----- RECORDS FOR THE TASK -----

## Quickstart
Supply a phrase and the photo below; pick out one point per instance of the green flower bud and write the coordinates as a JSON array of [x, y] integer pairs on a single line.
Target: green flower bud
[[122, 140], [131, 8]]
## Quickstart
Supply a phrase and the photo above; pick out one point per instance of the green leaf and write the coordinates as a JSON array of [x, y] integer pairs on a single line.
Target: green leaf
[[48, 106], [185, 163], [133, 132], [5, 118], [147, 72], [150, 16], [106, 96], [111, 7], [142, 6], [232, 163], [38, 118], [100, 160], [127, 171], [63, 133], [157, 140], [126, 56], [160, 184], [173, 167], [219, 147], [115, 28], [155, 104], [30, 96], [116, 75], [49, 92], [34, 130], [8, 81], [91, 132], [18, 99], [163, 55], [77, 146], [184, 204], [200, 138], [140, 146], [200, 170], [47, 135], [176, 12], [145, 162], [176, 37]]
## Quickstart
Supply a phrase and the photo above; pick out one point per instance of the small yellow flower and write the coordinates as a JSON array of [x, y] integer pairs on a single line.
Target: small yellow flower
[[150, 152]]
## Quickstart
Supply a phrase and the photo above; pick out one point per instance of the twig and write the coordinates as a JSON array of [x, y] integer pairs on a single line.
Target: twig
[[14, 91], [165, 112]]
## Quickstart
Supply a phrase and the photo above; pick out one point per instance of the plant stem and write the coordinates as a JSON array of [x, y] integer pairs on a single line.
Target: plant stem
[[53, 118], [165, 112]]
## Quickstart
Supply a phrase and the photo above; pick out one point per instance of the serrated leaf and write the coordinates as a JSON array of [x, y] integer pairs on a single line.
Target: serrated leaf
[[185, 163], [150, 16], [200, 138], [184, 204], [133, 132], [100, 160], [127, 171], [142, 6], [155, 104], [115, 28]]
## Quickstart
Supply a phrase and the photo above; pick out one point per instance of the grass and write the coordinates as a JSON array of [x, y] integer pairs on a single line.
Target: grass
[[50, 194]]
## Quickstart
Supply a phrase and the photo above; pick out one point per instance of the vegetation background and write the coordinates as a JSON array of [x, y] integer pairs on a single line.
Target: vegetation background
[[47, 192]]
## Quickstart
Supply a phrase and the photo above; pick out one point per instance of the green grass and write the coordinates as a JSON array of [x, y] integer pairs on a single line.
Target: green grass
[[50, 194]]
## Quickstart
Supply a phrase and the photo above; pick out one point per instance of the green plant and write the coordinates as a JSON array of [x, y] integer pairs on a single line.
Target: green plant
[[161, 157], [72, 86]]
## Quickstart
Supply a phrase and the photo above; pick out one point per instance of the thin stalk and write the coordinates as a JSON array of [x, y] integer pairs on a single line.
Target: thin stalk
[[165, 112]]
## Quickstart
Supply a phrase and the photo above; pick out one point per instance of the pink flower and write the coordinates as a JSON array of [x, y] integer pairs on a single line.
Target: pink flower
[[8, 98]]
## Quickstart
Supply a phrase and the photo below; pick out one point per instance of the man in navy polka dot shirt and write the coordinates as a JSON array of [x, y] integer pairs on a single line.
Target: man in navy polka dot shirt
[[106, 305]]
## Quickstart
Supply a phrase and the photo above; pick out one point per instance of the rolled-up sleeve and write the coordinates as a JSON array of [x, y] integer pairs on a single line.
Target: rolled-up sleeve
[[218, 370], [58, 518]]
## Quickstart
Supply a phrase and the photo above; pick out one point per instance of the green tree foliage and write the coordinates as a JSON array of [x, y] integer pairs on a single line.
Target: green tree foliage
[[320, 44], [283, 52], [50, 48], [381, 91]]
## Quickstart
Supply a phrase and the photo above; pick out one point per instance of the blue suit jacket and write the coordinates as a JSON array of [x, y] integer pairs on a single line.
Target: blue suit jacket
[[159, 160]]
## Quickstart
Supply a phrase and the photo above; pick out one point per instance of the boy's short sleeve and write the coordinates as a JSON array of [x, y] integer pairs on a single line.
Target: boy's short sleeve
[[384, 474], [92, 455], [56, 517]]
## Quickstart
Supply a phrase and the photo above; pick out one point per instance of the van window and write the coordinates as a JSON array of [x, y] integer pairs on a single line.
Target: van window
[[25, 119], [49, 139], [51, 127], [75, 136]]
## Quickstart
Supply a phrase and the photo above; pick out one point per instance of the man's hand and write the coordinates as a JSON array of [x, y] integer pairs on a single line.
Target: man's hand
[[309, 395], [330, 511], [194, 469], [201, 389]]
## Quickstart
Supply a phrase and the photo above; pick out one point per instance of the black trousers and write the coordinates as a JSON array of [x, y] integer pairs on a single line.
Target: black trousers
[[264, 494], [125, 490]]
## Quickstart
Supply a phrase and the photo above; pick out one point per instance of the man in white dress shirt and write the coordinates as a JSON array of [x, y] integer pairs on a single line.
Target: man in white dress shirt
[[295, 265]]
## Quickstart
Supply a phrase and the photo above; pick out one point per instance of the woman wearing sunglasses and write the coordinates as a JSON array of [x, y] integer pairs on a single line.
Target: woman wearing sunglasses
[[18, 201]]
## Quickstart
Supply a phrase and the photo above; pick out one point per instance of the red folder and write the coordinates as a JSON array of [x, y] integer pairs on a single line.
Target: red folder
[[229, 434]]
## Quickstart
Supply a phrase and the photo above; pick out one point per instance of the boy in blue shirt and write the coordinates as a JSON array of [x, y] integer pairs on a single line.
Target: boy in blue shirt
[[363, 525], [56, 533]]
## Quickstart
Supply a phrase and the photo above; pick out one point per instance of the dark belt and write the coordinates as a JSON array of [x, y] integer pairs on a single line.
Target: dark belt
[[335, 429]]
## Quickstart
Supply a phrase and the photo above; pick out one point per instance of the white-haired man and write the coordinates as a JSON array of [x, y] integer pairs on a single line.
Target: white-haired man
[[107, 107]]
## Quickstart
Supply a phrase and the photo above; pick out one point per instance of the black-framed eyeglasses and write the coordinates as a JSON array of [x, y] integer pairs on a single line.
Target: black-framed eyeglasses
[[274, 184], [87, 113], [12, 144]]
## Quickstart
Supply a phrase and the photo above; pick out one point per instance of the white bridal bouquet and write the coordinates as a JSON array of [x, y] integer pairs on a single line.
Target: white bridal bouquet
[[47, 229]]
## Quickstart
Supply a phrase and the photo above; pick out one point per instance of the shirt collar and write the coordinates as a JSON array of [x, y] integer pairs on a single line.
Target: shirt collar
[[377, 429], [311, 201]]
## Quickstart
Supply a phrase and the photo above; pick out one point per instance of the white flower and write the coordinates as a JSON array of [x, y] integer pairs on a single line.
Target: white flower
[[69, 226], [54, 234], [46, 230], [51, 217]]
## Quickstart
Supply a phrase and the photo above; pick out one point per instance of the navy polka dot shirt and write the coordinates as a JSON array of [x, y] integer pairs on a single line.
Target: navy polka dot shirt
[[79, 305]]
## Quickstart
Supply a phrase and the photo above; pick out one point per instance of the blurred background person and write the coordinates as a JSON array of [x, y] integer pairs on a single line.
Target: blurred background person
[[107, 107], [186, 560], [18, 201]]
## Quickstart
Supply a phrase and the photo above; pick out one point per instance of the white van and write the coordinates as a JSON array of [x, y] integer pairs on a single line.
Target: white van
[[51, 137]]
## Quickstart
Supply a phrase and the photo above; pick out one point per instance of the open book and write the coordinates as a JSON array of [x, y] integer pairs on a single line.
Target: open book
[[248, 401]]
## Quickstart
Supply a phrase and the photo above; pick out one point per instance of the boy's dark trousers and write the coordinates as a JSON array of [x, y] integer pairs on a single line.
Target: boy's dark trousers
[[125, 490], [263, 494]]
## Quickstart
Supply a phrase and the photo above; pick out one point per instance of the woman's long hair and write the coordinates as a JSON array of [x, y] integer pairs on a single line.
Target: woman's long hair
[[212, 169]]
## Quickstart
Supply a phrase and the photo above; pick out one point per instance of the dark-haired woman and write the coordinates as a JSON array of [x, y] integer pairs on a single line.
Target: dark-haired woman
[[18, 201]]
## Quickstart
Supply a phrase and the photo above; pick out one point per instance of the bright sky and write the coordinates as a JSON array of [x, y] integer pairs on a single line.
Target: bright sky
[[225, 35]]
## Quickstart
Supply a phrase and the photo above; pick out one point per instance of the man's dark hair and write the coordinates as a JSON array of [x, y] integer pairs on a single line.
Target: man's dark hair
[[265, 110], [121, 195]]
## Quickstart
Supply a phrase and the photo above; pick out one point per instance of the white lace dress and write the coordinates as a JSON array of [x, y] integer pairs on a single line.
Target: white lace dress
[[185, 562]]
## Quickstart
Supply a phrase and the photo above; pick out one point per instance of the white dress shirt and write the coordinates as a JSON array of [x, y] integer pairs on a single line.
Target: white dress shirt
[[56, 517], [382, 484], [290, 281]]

-----

→ DIRECTION
Arrange the records above as a JSON list of strings, one string per line, from the first line of the records through the line that contains "162], [176, 37]]", including both. Leave out blank lines.

→ SOLUTION
[
  "## Quickstart",
  "Supply a phrase and the photo below; pick out one point per instance of the green flower bud and write the coordinates as a JSON array of [x, y] integer pairs on a single line.",
  "Target: green flower bud",
  "[[122, 140], [131, 8]]",
  "## Quickstart",
  "Supply a phrase and the photo above; pick out one point per instance of the green leaf and write the coordinates as a JSON array of [x, y] integer pairs on a single line.",
  "Target: green leaf",
  "[[48, 106], [185, 163], [133, 132], [5, 118], [147, 72], [150, 16], [106, 96], [111, 7], [142, 6], [232, 163], [38, 118], [100, 160], [127, 171], [63, 133], [157, 140], [126, 56], [160, 184], [173, 167], [219, 147], [115, 28], [155, 104], [30, 96], [116, 75], [49, 92], [34, 130], [8, 81], [91, 132], [18, 99], [163, 55], [77, 146], [184, 204], [200, 138], [140, 146], [200, 170], [47, 135], [176, 12], [145, 162], [176, 37]]"
]